▶ Esercizio breve 1
Cita alla lettera i record dalla loro prima riga fino alla riga che contiene "left=3, top=313, right=1024, bottom=805", entrambe comprese. Escludi le immagini dalla risposta.

▶ Brano
Le "Diciotto benedizioni" si recitano in ognuna delle tre preghiere quotidiane, in posizione eretta a piedi uniti (da cui il termine Amidàh), "con gli occhi aperti rivolti verso la terra e con il cuore rivolto al cielo"; dopo la recitazione individuale, il cantore ripete a voce alta il testo per coloro che per qualche motivo non sono in grado di recitarlo. Durante la recitazione personale e silenziosa, prima della diciassettesima benedizione, il fedele ha l’occasione di inserire nella preghiera le sue richieste personali. La preghiera spontanea è consentita ed anche incoraggiata dalla tradizione ebraica, ma solo come integrazione che non deve mai sostituirsi alle formule codificate, che hanno il ruolo di esprimere le esigenze di una collettività. Durante le giornate festive, la parte centrale della preghiera delle "Diciotto benedizioni" è sostituita da formule generalmente più sintetiche che sottolineano la particolare sacralità del momento che si festeggia.

Una breve preghiera, nata come formula di chiusura per riunioni di studio o parti di preghiera, e che successivamente è entrata nella preghiera pubblica istituzionale come componente importante, è il Qaddìsh, termine che si traduce con la parola santificazione. La nascita informale di questo testo, spiega sia la presenza della lingua aramaica (mentre la maggior parte delle preghiere sono in ebraico), che le numerose varianti adattabili a diverse circostanze. In quanto preghiera collettiva, la recitazione del Qaddìsh può essere fatta solo in presenza di dieci adulti, situazione che si indica col termine Minian. Il testo del nucleo essenziale è questo: "Sia reso grande e santo il Suo nome, nel mondo che ha creato secondo la Sua volontà, e dove realizzerà il Suo regno, durante la vostra vita e i vostri giorni, e nella vita di tutta la casa d’Israele, presto e in un tempo vicino”. Dopodiché il pubblico risponde: “Sia benedetto il Suo grande nome, per sempre e in eterno benedetto. E sia lodato, glorificato, innalzato, portato in alto, esaltato e celebrato il nome del Santo benedetto. Sia accolta la preghiera e la richiesta di tutta la casa d’Israele di fronte al loro Padre in cielo e dite: amèn."

▶ Dati forniti
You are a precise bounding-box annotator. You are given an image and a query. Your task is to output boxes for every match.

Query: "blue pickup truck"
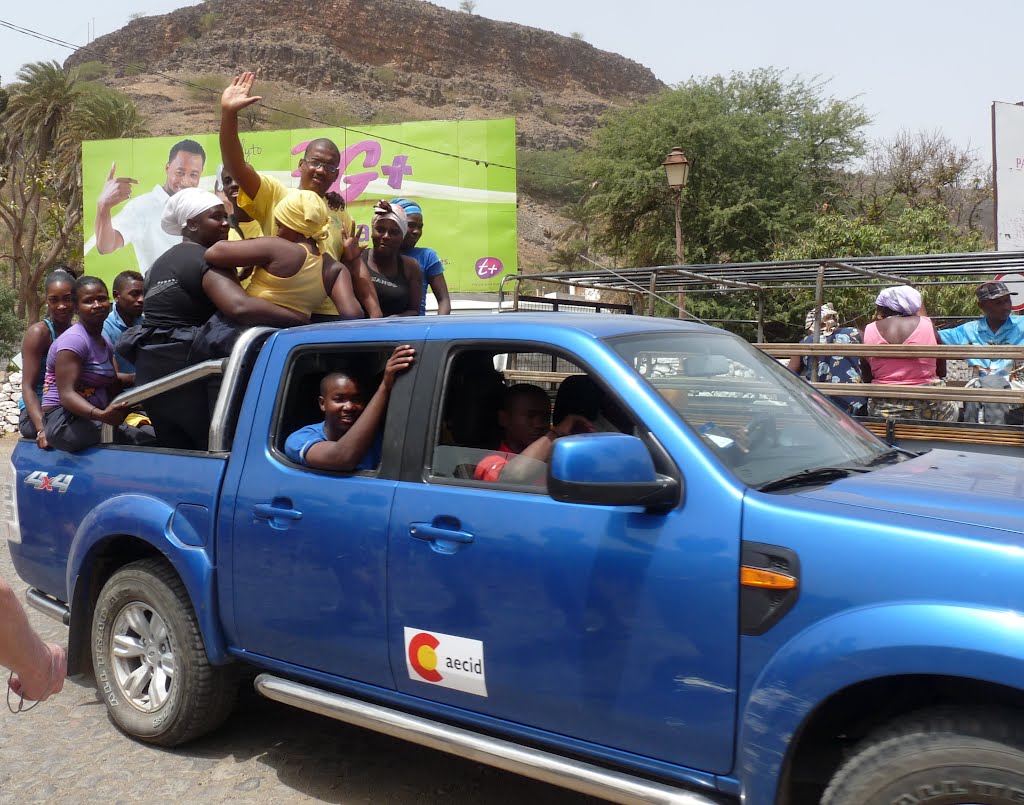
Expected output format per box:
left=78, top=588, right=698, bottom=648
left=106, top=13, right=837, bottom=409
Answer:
left=3, top=313, right=1024, bottom=805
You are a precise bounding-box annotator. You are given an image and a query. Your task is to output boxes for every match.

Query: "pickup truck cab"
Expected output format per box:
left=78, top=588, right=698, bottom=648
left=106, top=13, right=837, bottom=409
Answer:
left=5, top=313, right=1024, bottom=805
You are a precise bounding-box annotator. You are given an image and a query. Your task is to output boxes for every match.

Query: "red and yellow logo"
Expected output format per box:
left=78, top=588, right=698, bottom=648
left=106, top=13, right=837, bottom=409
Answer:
left=409, top=632, right=443, bottom=682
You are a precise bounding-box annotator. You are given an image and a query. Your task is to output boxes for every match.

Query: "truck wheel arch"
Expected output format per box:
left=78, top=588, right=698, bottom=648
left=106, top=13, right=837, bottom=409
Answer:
left=736, top=602, right=1024, bottom=802
left=66, top=495, right=230, bottom=672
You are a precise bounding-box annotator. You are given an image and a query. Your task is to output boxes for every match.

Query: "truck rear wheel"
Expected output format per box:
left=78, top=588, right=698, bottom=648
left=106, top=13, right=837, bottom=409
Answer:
left=821, top=710, right=1024, bottom=805
left=91, top=559, right=238, bottom=747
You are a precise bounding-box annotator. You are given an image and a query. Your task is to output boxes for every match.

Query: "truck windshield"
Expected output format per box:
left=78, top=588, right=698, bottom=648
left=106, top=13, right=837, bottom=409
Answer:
left=608, top=332, right=891, bottom=488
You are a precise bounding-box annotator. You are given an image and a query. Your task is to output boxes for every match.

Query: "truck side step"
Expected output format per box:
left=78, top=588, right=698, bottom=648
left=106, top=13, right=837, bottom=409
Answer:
left=25, top=587, right=71, bottom=626
left=254, top=674, right=718, bottom=805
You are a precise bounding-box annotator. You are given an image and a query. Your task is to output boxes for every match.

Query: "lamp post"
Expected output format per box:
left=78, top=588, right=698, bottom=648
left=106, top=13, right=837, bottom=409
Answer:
left=662, top=147, right=690, bottom=319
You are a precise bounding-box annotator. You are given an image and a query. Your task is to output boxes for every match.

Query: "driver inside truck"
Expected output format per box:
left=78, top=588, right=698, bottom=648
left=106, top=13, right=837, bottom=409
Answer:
left=285, top=344, right=416, bottom=472
left=473, top=383, right=595, bottom=484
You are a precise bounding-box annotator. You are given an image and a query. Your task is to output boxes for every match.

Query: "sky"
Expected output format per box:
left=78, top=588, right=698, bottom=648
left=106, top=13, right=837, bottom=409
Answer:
left=0, top=0, right=1024, bottom=162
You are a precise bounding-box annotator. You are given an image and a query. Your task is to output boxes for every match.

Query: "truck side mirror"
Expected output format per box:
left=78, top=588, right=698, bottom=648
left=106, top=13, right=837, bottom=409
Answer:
left=548, top=433, right=681, bottom=510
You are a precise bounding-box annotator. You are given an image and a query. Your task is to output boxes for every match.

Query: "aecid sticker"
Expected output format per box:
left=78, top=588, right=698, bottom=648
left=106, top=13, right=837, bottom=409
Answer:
left=404, top=626, right=487, bottom=696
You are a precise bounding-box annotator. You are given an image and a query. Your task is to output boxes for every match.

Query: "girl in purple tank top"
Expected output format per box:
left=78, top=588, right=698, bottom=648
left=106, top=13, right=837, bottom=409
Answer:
left=42, top=277, right=152, bottom=453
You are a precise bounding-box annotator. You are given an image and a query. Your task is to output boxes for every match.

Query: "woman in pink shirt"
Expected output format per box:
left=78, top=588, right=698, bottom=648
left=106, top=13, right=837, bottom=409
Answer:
left=861, top=285, right=959, bottom=422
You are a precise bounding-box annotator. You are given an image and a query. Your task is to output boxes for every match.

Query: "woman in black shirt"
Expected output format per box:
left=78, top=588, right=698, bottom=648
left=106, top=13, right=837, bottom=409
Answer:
left=362, top=201, right=423, bottom=316
left=118, top=187, right=307, bottom=450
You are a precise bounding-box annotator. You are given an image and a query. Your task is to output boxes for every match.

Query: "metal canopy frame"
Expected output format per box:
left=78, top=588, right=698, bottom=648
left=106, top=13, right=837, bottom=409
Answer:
left=499, top=252, right=1024, bottom=296
left=498, top=247, right=1024, bottom=341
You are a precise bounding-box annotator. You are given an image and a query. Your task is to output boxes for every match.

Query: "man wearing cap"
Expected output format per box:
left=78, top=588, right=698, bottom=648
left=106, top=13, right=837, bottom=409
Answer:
left=939, top=282, right=1024, bottom=377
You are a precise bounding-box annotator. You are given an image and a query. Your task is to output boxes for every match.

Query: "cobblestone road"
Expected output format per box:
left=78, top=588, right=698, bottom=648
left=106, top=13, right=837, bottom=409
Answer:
left=0, top=437, right=597, bottom=805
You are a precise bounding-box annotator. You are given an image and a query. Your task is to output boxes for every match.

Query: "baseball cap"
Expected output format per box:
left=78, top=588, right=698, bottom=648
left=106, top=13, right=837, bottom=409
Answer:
left=977, top=283, right=1017, bottom=302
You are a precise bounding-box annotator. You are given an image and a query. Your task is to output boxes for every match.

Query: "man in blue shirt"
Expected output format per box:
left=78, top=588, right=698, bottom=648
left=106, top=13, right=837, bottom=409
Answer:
left=939, top=282, right=1024, bottom=377
left=285, top=344, right=416, bottom=472
left=391, top=199, right=452, bottom=315
left=103, top=271, right=145, bottom=375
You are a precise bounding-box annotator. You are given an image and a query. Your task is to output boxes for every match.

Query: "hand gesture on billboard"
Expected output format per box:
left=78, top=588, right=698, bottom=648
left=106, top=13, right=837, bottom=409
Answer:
left=96, top=162, right=138, bottom=212
left=338, top=221, right=365, bottom=265
left=220, top=73, right=263, bottom=114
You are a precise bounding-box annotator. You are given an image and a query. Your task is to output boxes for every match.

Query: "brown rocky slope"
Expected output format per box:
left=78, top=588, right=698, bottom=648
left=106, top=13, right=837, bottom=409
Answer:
left=67, top=0, right=664, bottom=270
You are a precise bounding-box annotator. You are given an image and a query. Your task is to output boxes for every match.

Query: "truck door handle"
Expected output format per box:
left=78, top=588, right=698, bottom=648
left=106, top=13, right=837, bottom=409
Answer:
left=253, top=498, right=302, bottom=528
left=409, top=522, right=476, bottom=553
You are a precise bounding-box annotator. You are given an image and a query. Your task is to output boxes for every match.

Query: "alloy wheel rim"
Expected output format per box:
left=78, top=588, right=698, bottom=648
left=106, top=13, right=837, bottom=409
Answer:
left=111, top=601, right=177, bottom=713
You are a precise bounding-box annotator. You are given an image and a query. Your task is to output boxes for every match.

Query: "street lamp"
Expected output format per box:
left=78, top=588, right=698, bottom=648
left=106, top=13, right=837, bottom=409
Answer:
left=662, top=147, right=690, bottom=319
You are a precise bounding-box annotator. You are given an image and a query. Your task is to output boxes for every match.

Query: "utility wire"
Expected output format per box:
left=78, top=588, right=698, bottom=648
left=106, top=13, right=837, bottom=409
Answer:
left=0, top=19, right=584, bottom=181
left=0, top=19, right=768, bottom=257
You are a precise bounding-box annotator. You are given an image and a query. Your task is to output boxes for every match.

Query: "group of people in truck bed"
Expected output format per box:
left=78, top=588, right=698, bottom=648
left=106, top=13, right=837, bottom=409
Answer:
left=19, top=73, right=451, bottom=454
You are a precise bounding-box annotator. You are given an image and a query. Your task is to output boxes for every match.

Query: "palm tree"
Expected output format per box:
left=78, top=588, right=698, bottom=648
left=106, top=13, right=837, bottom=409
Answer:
left=5, top=61, right=81, bottom=154
left=0, top=61, right=145, bottom=324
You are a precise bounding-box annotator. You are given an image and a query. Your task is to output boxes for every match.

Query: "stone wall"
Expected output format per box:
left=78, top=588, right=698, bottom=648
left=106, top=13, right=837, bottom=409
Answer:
left=0, top=372, right=22, bottom=433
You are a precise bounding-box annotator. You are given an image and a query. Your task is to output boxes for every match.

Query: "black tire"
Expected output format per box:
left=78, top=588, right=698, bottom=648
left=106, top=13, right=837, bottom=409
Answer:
left=91, top=559, right=238, bottom=747
left=821, top=709, right=1024, bottom=805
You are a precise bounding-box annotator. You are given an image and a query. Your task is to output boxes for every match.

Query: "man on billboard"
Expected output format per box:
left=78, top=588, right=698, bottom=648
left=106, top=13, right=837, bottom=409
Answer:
left=220, top=73, right=381, bottom=322
left=93, top=139, right=206, bottom=274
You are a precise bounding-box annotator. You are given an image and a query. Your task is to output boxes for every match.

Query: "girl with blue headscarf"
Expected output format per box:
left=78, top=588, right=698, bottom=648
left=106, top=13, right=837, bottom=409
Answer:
left=391, top=199, right=452, bottom=315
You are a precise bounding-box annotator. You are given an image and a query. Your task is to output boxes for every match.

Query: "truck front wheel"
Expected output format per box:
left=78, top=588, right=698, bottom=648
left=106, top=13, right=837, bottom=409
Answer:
left=91, top=559, right=238, bottom=747
left=821, top=709, right=1024, bottom=805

▶ Esercizio breve 2
Nel brano sulla preghiera ebraica, elenca tutte le forme verbali riferite al "nome del Santo benedetto" nella seconda frase della risposta del pubblico al Qaddìsh.

▶ Risposta completa 1
You are a precise bounding-box annotator. You are given an image and a query. Your task is to output boxes for every match.

Query: "blue pickup truck"
Expected output format per box:
left=78, top=588, right=698, bottom=648
left=106, top=13, right=837, bottom=409
Answer:
left=3, top=313, right=1024, bottom=805

▶ Risposta completa 2
- lodato
- glorificato
- innalzato
- portato in alto
- esaltato
- celebrato